WHAT IS BEING ASKED - Find the line that holds "Where can you spot the lake?", then repeat it and each line below it word for word through the end of the listing, leaving out pictures.

EXCERPTED DATA -

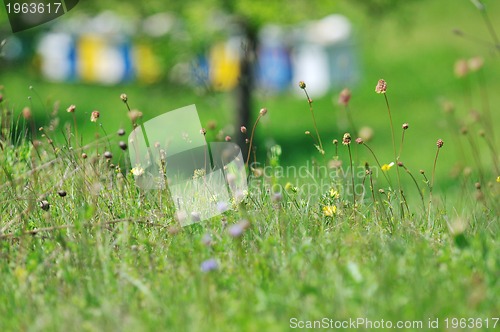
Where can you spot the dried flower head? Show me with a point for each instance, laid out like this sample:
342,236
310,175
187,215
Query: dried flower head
461,68
94,116
344,97
134,115
346,140
475,63
209,265
381,86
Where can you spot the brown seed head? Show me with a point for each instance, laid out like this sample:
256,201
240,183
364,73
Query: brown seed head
461,68
475,63
346,140
134,115
381,86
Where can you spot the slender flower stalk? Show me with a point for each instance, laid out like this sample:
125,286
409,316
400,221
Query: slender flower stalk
400,164
302,85
346,140
262,112
439,145
381,88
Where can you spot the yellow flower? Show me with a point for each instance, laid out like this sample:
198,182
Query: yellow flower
334,194
386,167
137,170
329,210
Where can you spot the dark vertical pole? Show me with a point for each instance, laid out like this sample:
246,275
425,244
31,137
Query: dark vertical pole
246,82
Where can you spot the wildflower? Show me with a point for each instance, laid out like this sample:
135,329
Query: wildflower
44,205
222,206
386,167
344,97
209,265
27,113
195,216
239,228
346,140
329,210
366,133
207,240
277,197
381,86
137,171
94,116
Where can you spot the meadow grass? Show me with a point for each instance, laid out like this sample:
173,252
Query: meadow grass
83,249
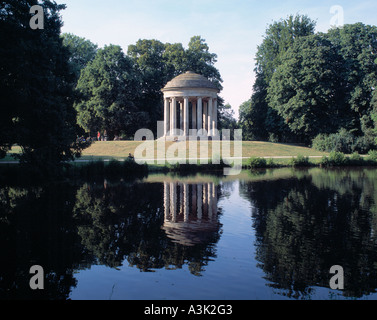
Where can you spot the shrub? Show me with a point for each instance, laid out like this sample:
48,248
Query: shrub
356,159
343,141
335,159
300,161
254,163
372,157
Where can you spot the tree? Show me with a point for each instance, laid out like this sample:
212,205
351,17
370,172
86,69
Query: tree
226,118
307,88
109,89
35,93
200,60
157,63
278,38
151,68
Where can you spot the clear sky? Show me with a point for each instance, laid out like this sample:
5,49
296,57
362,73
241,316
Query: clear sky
232,28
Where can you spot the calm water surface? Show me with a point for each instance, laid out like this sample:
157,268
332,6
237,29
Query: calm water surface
270,234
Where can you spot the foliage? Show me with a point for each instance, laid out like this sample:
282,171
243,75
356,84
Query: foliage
335,159
35,87
255,163
306,90
343,141
257,119
81,51
226,118
108,88
300,161
156,63
309,84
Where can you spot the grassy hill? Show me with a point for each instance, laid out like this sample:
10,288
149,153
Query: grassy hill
120,150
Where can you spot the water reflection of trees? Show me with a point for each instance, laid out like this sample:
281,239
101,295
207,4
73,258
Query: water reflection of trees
124,222
36,227
306,224
66,228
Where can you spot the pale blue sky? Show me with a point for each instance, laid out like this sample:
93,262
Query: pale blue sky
232,28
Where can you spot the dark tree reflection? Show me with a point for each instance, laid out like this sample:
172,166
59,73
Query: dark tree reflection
129,222
314,220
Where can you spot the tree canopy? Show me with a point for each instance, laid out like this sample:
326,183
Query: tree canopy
35,92
310,83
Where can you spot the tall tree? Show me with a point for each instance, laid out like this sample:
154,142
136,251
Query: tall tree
35,93
109,88
81,50
358,45
278,38
307,89
157,63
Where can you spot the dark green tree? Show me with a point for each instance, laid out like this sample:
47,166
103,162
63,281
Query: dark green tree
307,89
35,93
358,45
109,90
157,63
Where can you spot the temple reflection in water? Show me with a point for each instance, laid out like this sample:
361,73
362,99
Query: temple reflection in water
190,212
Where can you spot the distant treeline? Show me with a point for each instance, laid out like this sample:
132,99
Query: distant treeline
315,86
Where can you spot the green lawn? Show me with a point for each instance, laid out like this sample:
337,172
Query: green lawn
121,149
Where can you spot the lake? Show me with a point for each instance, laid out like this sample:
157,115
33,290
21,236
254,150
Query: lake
262,235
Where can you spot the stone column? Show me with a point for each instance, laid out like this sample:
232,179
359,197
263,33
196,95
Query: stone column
173,201
193,125
186,202
199,201
185,117
166,117
214,118
210,209
210,111
167,200
205,117
180,115
173,111
200,114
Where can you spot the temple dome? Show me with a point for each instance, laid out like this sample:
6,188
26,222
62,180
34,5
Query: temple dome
190,80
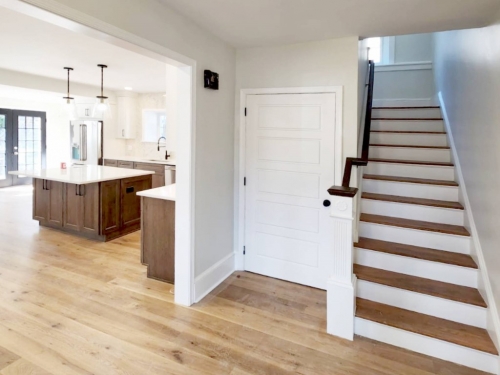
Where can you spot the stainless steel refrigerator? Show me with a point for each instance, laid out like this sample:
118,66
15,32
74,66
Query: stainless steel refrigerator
86,142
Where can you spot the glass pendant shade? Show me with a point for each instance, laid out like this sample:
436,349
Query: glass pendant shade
69,102
101,105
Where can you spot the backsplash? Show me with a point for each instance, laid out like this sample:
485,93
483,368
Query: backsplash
136,147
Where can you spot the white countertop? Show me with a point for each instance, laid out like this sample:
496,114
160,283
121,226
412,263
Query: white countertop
165,192
143,160
81,175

WORKED SOLUTION -
Where can you spot the lake? Show me with a point for each instance, laid out like this sample:
157,115
33,290
21,236
254,150
Query: lake
262,235
Where can you spot the stone column? Show me with a point for each instance, laid out like this sample:
232,179
359,197
263,33
196,95
Query: stone column
173,201
193,125
186,202
199,201
185,117
166,117
214,118
210,209
210,111
167,200
205,117
180,115
173,111
200,114
Where can you spot the temple dome? Show me with a point for each instance, laid out like this sample:
6,188
26,222
62,180
34,5
Query: temple dome
190,80
Where can you spot the stainless steel refrigerator? Show me with a point for each instance, laid out like this sample:
118,66
15,32
74,66
Query: stainless steel refrigerator
86,142
Where can you spot the glass pendant shade? Show me with a point for each instance, laid out like this sample:
436,349
Query: glass pendant shade
69,102
101,105
Where can you spot the backsplash? Show me with a point for each instance, laid out like this sample:
485,93
483,368
Query: backsplash
136,147
Where can you spot the white countertop? Show me with a point for each instance, laid out like this sample:
496,114
160,283
121,226
412,263
Query: white countertop
165,192
143,160
81,175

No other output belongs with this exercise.